§ **Texto fornecido**:
Um espaço de convívio entre amigos, que acabou por se tornar um arquivo protegido por um só curador.

Tag: hipocrisia

A pequena burguesia, a hipocrisia e o direito a ganhar na loteria só porque jogou.

Deve haver por aí neste vasto mundo algo mais deformado que a classe média alta brasileira; eu, contudo, não sei onde isto se encontra. Duas marcas são-lhe inerentes e indeléveis: a hipocrisia e a percepção monstruosa do que seja risco.

Esta gente, que brada furiosa contra corruções que vê por todas as partes, sem saber bem de quê se trata ou como ocorra, é ávida pela exceção, pela relativização da regra, pela vantagem de algibeira, pelo argumento impertinente. Enaltece o estrangeiro precisamente pelo que ele tem de diferente deles e pelo que são incapazes de cumprir.

Tenho o infeliz encargo de administrar o prédio onde moro, porque exige muita paciência e dar explicações a gente que não admite ser contrariada. Prédio pequeno e antigo, com bons apartamentos à moda meio antiga; bom tamanho e bom acabamento, coisas de muito antes do fetiche do piso em porcelanato e de depois do bom gosto do piso em mármore.

No prédio, há um salão de festas na cobertura, onde também está uma pequena piscina. De regra, o salão está à disposição dos moradores, desde que o solicitem previamente e se comprometam a deixá-lo, depois, nas condições de limpeza em que o encontraram. Ou seja, o salão mantém-se fechado e a piscina é área sempre aberta.

Esta sala é nada mais que um espaço retangular de aproximadamente 250 metros quadrados, com mesas e cadeiras, dois banheiros e um pequeno balcão em granito e uma pia. É agradável; claro e bem ventilado. Não é adequado para banquetes ou grandes festas, evidentemente.

Eis que uma família moradora pede o salão para uso no domingo, das dez da manhã às dez da noite. Pede na quarta-feira, ou seja, com grande antecedência, e eu firmo a autorização e a ponho no elevador, no quadrinho de avisos, como de regra se faz para que os demais fiquem avisados.

Na sexta-feira, o porteiro procura-me com a cara meio contrariada e diz: a senhora fulana, do apartamento tal, quer falar com o senhor. Era a senhora da festa do domingo e perguntei se ele sabia o que ela queria. Disse-me que queria a chave do quartinho que fica lá na cobertura, acessível por uma porta ao lado da entrada do salão de festas.

Estranhei. Esse quartinho nada mais é que a casa de máquinas do elevador e espaço que tem uma escada de ferro que dá acesso à caixa d´água e, portanto, ao topo do edifício, onde não há muretas de segurança. Era óbvio que não poderia ser atendido o pedido da senhora fulana, tanto por não ter sentido algum, quanto por razões de segurança. Disse logo ao porteiro que não desse a chave.

§ **Itens extraídos**:
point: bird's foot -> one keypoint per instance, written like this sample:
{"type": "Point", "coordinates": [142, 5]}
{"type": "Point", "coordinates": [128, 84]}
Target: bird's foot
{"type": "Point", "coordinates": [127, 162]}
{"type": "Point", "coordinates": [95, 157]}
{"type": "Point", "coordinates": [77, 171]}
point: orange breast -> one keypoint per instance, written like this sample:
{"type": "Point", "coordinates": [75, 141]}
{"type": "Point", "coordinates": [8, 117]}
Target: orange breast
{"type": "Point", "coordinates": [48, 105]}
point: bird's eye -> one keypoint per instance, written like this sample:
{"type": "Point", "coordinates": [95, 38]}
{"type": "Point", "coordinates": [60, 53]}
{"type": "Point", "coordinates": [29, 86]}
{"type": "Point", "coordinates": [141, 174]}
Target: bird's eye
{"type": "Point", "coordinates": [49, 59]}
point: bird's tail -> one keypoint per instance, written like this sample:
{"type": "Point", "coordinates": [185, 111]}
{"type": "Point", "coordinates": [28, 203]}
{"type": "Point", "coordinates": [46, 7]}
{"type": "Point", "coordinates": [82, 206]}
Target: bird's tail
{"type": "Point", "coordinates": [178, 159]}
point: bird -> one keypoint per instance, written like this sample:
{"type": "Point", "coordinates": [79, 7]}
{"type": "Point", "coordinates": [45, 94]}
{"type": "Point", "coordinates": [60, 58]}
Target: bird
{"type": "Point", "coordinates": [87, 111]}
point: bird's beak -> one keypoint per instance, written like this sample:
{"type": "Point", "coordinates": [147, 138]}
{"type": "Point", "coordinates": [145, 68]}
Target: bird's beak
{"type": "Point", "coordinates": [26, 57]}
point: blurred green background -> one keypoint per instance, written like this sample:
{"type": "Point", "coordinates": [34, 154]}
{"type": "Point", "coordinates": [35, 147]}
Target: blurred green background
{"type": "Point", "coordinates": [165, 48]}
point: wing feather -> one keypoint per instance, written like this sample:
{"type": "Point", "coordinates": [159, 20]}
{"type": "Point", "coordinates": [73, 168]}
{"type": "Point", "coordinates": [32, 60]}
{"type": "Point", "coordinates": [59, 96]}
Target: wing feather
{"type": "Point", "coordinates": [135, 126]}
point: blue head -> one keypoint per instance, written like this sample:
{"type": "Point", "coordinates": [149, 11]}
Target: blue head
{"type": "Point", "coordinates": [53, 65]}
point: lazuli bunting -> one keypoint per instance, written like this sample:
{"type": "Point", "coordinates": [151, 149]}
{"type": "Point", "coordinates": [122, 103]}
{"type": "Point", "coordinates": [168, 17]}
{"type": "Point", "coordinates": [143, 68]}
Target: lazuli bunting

§ **Tarefas do exercício**:
1. Devolva, do texto sobre o prédio, o trecho que começa nas palavras "Deve haver por" e termina depois de "que seja risco.".
2. Responda, com base no texto sobre o prédio:
(a) Qual é a área aproximada do salão de festas?
(b) Em que dia da semana a família fez o pedido do salão?
(c) O que a senhora queria obter por meio do porteiro?

§ **Respostas completas**:
1.
Deve haver por aí neste vasto mundo algo mais deformado que a classe média alta brasileira; eu, contudo, não sei onde isto se encontra. Duas marcas são-lhe inerentes e indeléveis: a hipocrisia e a percepção monstruosa do que seja risco.

2.
(a) Aproximadamente 250 metros quadrados.
(b) Na quarta-feira.
(c) A chave do quartinho que fica na cobertura.